» Questions
A – Using the Chinese pine study below, decide whether each statement agrees with it: (i) Proteobacteria were least abundant in the abandoned farmland; (ii) Basidiomycota were the dominant fungal taxa in the 12-year-old stand; (iii) the natural secondary forest stand was about 53 years old. Answer yes or no for each and quote the words that settle it.
B – Answer these questions from the Chinese pine study below:
(i) In which journal was it published?
(ii) What technology was used to analyze the microbial communities?
(iii) In which soils was Actinobacteria more abundant than at the other sites?

==== Given passage

Effects of stand age and soil properties on soil bacterial and fungal community composition in Chinese pine plantations on the Loess Plateau

• Published in: PloS one Vol. 12; no. 10; p. e0186501
• Main Authors: Dang, Peng, Yu, Xuan, Le, Hien, Liu, Jinliang, Shen, Zhen, Zhao, Zhong
• Format: Journal Article
• Language: English
• Published: United States Public Library of Science 19.10.2017; Public Library of Science (PLoS)
• Subjects: Abundance; Afforestation; Age; Agricultural land; Analysis; Bacteria; Bacteria - classification; Bacteria - isolation & purification; Biochemistry; Biology; Biology and Life Sciences; Carbon; China; Community composition; Community development; Community structure; Drought; Earth Sciences; Ecology and Environmental Sciences; Ecosystem biology; Ecosystems; Environmental aspects; Environmental restoration; Forestry; Forests; Fungi; Fungi - classification; Fungi - isolation & purification; Hydrocarbons; Laboratories; Loess; Microbiology; Microorganisms; Next-generation sequencing; Nutrients; Nutrients in soil; Old fields; Pine; Pine trees; Pinus - microbiology; Plant communities; Plant diversity; Plantations; Rain; Soil; Soil carbon; Soil erosion; Soil Microbiology; Soil microorganisms; Soil nutrients; Soil properties; Soil sciences; Soil structure; Taxa; Technology assessment; China; Loess Plateau
• ISSN: 1932-6203; 1932-6203
• DOI: 10.1371/journal.pone.0186501

The effects of Chinese pine (Pinus tabuliformis) on soil variables after afforestation have been established, but microbial community changes still need to be explored. Using high-throughput sequencing technology, we analyzed bacterial and fungal community composition and diversity in soils from three stands of different-aged, designated 12-year-old (PF1), 29-year-old (PF2), and 53-year-old (PF3), on a Chinese pine plantation and from a natural secondary forest (NSF) stand that was almost 80 years old. Abandoned farmland (BL) was also analyzed. Shannon index values of both bacterial and fungal community in PF1 were greater than those in PF2, PF3 and NSF. Proteobacteria had the lowest abundance in BL, and the abundance increased with stand age. The abundance of Actinobacteria was greater in BL and PF1 soils than those in other sites. Among fungal communities, the dominant taxa were Ascomycota in BL and PF1 and Basidiomycota in PF2, PF3 and NSF, which reflected the successional patterns of fungal communities during the development of Chinese pine plantations. Therefore, the diversity and dominant taxa of soil microbial community in stands 12 and 29 years of age appear to have undergone significant changes; afterward, the soil microbial community achieved a relatively stable state. Furthermore, the abundances of the most dominant bacterial and fungal communities correlated significantly with organic C, total N, C:N, available N, and available P, indicating the dependence of these microbes on soil nutrients. Overall, our findings suggest that the large changes in the soil microbial community structure of Chinese pine plantation forests may be attributed to the phyla present (e.g., Proteobacteria, Actinobacteria, Ascomycota and Basidiomycota) which were affected by soil carbon and nutrients in the Loess Plateau.

========
==== Supplied entries

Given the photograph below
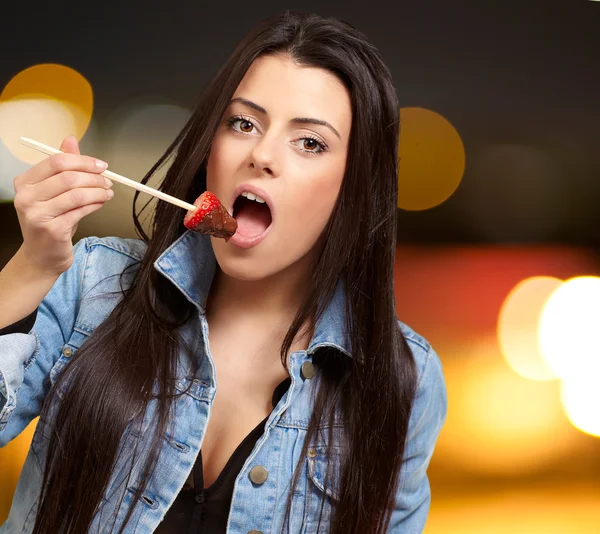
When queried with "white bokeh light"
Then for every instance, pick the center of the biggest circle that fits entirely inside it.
(581, 399)
(568, 333)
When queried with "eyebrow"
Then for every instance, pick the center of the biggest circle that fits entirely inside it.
(298, 120)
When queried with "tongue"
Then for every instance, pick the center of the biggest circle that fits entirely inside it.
(253, 219)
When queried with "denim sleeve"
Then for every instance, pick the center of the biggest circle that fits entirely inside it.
(426, 421)
(26, 359)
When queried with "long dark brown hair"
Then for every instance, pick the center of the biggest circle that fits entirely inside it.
(130, 357)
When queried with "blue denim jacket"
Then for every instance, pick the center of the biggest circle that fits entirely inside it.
(29, 363)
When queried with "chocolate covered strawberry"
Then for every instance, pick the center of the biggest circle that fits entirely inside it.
(210, 217)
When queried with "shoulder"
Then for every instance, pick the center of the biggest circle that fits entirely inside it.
(127, 248)
(106, 267)
(98, 257)
(431, 401)
(429, 365)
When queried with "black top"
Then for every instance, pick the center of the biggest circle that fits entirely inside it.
(196, 509)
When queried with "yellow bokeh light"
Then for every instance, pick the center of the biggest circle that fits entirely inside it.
(568, 332)
(46, 102)
(581, 399)
(431, 159)
(498, 422)
(518, 326)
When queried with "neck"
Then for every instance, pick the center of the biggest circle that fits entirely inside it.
(266, 306)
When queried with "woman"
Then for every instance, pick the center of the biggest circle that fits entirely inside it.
(327, 408)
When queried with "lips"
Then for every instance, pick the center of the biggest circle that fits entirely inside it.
(255, 218)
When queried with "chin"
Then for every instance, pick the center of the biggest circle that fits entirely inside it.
(244, 265)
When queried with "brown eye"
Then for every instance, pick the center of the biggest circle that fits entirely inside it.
(246, 126)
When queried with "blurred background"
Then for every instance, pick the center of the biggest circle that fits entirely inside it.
(498, 261)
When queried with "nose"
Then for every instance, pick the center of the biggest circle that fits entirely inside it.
(263, 157)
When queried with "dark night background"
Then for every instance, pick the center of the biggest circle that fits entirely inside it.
(512, 77)
(520, 83)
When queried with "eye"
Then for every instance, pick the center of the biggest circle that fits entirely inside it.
(312, 145)
(241, 125)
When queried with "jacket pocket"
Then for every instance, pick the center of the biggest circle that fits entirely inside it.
(43, 431)
(323, 489)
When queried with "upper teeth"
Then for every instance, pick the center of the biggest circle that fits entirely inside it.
(252, 196)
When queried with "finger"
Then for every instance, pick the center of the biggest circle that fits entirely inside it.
(65, 181)
(76, 198)
(57, 164)
(70, 145)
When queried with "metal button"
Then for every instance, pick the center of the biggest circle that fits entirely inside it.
(259, 474)
(308, 370)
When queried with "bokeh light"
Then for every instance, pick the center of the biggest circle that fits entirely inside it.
(568, 333)
(45, 102)
(137, 135)
(581, 400)
(431, 159)
(518, 327)
(499, 423)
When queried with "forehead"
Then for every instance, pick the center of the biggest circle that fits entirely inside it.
(286, 89)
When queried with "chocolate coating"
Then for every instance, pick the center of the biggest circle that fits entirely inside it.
(217, 223)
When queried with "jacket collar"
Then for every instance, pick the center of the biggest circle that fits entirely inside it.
(190, 264)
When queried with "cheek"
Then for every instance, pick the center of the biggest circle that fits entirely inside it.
(311, 206)
(220, 165)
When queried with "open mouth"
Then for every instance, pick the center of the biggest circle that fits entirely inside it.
(252, 215)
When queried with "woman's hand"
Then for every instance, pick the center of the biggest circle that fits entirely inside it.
(51, 198)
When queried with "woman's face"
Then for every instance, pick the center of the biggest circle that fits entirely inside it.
(284, 137)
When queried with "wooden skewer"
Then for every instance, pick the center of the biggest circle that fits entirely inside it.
(115, 177)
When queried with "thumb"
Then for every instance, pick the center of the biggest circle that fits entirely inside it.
(70, 145)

========

» Responses to the exercise
A –
(i) Yes: "Proteobacteria had the lowest abundance in BL"
(ii) No: "the dominant taxa were Ascomycota in BL and PF1"
(iii) No: "a natural secondary forest (NSF) stand that was almost 80 years old"

B –
(i) PloS one
(ii) High-throughput sequencing technology
(iii) BL and PF1